/---

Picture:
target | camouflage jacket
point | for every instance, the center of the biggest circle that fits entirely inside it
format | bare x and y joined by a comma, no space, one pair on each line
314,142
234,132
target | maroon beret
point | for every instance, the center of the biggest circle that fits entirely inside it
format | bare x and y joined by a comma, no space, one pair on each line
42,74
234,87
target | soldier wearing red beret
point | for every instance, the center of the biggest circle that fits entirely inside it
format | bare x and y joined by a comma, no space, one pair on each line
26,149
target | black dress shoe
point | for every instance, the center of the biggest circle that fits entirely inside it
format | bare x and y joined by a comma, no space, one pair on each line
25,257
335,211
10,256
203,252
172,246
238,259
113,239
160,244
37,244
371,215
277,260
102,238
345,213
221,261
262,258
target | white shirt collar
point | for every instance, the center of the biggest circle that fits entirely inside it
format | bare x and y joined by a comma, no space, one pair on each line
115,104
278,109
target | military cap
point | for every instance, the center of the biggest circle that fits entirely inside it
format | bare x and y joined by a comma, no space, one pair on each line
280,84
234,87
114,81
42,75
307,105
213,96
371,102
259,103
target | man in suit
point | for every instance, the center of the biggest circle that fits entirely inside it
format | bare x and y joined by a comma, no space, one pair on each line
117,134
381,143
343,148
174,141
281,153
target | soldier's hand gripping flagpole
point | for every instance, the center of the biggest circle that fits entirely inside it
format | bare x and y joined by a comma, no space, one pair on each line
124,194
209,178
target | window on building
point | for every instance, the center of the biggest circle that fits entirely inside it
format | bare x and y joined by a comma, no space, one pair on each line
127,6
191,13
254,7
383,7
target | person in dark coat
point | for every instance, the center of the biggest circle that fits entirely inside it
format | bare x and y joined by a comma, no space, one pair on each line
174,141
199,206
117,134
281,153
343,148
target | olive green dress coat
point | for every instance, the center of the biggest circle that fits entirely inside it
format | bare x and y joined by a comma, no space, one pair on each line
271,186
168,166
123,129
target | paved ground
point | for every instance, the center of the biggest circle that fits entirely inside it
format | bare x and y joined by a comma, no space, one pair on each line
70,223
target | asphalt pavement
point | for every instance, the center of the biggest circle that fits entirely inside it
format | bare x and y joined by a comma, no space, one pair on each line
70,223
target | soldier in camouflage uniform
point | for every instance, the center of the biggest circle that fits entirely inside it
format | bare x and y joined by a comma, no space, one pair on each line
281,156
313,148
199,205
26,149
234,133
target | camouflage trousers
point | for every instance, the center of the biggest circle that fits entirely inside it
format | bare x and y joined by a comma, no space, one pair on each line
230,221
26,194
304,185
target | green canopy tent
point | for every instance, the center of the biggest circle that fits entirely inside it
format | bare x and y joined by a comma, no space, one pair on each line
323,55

\---

**Given problem:** Write out exactly the lines starting with the one that holds "target | person in dark coat" and running through the last line above.

**The answer:**
target | person in dark coat
point | for every instance, the center of the biggest circle that fits entirely inside it
format | bare x and y joined by a comma, no space, one pair on each line
174,141
199,206
117,134
281,153
343,148
target | olive green dress coat
point | for every instance, the center of the biggest circle that fits entirely inside it
format | bare x and y joined by a comma, no space, one pair on each line
271,186
168,166
123,129
target | paved ground
point | for every instance, the center of the biggest circle that fits entirely inside it
format | bare x and y joined by a comma, no space, one pair on each line
70,223
target | asphalt pavement
point | for every instance, the center of the biggest circle that fits entirely inside it
format | bare x and y joined by a comma, no space, one pair on each line
70,223
target | soldier in camouflage uniform
point | for every instance, the center of the biggest circle that fits entirely inside it
format | bare x and y joined by a comma, no space, one pair on each line
281,156
313,148
199,205
26,149
234,133
target | camouflage trousers
point | for every instance, the center of the biggest circle that fits entirely inside it
format | bare x and y joined by a comma, no space, one pair on each line
230,221
26,194
304,185
target | green canopy tent
point | for every instance, the center of the biggest circle that fits entirely inside it
format | bare x and y joined by a comma, no space, one pair on each line
323,55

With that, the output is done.